◆ What to produce ◆
Examine the entries and show every line in which the word "chimney" is found.

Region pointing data

'''

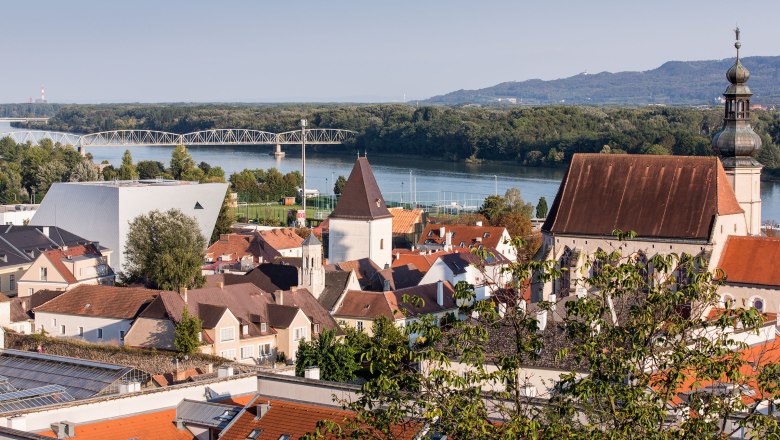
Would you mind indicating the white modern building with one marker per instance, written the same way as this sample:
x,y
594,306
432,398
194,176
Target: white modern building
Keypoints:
x,y
18,215
102,211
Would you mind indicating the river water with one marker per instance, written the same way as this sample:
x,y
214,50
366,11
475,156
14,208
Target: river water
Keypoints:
x,y
436,181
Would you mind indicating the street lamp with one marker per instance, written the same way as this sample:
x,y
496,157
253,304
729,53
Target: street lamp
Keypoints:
x,y
302,218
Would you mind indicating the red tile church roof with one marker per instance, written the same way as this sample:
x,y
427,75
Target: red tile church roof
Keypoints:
x,y
656,196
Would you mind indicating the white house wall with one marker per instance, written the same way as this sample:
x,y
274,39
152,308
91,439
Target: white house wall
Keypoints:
x,y
110,326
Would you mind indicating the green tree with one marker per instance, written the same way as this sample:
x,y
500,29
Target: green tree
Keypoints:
x,y
541,208
181,162
165,250
225,219
338,187
150,169
127,170
187,338
335,359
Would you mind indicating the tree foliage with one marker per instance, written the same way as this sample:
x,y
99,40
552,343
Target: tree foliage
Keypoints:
x,y
187,338
165,250
633,344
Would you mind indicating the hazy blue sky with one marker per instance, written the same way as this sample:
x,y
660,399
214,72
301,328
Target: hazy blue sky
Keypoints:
x,y
264,51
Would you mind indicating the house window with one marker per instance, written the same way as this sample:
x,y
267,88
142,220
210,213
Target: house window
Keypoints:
x,y
758,304
227,334
264,349
228,354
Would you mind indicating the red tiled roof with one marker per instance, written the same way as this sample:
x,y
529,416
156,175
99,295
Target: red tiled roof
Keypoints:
x,y
157,425
372,305
366,305
55,256
655,196
751,260
294,419
101,301
405,219
361,198
468,235
237,246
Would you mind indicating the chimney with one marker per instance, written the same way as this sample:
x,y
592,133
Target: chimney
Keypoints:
x,y
179,376
312,373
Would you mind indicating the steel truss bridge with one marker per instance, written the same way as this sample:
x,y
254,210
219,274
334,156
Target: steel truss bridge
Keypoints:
x,y
327,136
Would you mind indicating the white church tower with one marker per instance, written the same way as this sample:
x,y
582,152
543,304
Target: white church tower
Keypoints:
x,y
361,226
311,274
736,143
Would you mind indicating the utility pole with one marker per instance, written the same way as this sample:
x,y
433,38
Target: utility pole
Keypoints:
x,y
302,216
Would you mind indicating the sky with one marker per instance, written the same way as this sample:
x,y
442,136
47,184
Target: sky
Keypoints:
x,y
104,51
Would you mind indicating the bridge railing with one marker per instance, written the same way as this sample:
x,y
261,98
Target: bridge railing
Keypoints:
x,y
204,137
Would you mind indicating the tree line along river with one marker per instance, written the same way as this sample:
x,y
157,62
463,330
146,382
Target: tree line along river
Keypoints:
x,y
432,181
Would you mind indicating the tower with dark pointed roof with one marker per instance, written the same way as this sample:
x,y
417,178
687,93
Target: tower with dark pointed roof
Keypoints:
x,y
311,274
736,143
361,225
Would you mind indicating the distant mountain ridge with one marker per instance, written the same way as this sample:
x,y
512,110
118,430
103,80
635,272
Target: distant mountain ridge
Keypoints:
x,y
674,83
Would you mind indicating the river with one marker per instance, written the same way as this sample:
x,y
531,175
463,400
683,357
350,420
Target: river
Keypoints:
x,y
436,181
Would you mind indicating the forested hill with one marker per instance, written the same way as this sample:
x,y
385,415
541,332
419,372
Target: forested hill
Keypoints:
x,y
675,82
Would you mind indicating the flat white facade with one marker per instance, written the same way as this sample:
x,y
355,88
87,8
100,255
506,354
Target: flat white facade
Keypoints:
x,y
16,214
355,239
102,211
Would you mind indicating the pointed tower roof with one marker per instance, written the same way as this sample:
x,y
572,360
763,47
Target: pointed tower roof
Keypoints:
x,y
361,198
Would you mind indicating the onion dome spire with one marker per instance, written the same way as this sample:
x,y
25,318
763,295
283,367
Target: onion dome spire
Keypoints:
x,y
736,141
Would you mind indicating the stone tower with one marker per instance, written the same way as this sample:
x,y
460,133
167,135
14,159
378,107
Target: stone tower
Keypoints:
x,y
736,142
361,225
311,274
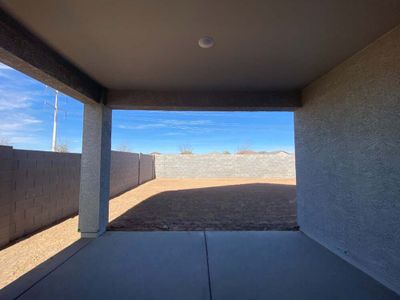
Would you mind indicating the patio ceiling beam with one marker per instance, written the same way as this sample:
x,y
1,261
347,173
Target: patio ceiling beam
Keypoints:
x,y
23,51
205,101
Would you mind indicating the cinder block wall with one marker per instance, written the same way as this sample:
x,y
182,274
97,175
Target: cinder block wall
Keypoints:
x,y
348,160
39,188
146,168
276,165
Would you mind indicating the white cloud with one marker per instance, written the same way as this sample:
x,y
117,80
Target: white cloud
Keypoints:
x,y
170,124
5,67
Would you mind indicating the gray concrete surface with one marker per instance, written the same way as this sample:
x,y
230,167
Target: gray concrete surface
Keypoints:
x,y
274,165
151,265
348,162
283,265
177,265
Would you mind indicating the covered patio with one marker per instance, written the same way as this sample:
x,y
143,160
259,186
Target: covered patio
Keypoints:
x,y
197,265
334,63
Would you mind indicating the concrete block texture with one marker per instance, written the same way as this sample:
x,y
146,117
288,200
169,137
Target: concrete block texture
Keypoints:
x,y
348,162
273,165
146,168
46,190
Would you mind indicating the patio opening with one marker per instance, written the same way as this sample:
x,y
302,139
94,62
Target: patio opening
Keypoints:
x,y
213,170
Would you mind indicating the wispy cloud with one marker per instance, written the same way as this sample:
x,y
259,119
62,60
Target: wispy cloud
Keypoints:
x,y
5,67
168,124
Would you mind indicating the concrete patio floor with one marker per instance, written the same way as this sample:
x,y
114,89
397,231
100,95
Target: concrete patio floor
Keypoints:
x,y
196,265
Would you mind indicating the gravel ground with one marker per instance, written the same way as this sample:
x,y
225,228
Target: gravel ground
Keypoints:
x,y
162,204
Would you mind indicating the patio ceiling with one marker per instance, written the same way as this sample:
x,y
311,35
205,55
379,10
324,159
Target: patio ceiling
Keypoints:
x,y
148,50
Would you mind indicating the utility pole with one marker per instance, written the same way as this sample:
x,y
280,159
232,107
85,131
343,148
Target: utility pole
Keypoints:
x,y
54,141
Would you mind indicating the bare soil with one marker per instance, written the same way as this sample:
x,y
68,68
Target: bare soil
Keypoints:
x,y
169,204
211,204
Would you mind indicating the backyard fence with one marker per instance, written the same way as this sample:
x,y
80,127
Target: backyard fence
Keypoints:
x,y
270,165
39,188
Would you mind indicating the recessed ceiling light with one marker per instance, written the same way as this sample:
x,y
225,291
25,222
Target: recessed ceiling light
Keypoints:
x,y
206,42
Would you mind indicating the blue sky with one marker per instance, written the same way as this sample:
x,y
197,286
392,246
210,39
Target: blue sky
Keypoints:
x,y
26,122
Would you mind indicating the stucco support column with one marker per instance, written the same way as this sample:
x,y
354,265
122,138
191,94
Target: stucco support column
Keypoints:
x,y
95,170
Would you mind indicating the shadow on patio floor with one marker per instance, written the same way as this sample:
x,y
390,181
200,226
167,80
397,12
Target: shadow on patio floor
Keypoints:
x,y
256,206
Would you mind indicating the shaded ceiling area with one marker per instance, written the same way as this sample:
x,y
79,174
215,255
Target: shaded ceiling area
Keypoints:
x,y
259,44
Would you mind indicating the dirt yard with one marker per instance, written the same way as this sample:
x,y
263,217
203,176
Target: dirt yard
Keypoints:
x,y
169,204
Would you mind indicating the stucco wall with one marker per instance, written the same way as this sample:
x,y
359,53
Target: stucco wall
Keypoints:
x,y
278,165
348,160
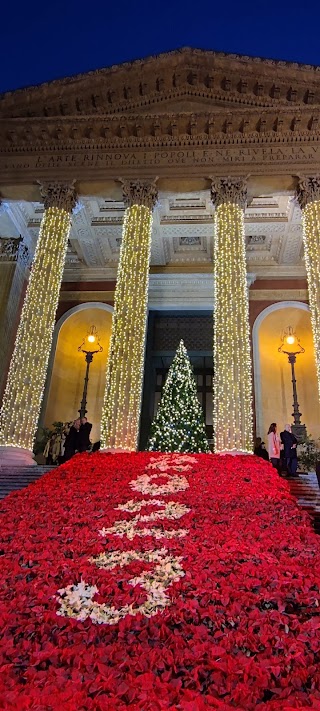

'''

◆ Response box ◆
Would you mind indicating the chimney with one marker per instance, written the same way as this sample:
Target: chimney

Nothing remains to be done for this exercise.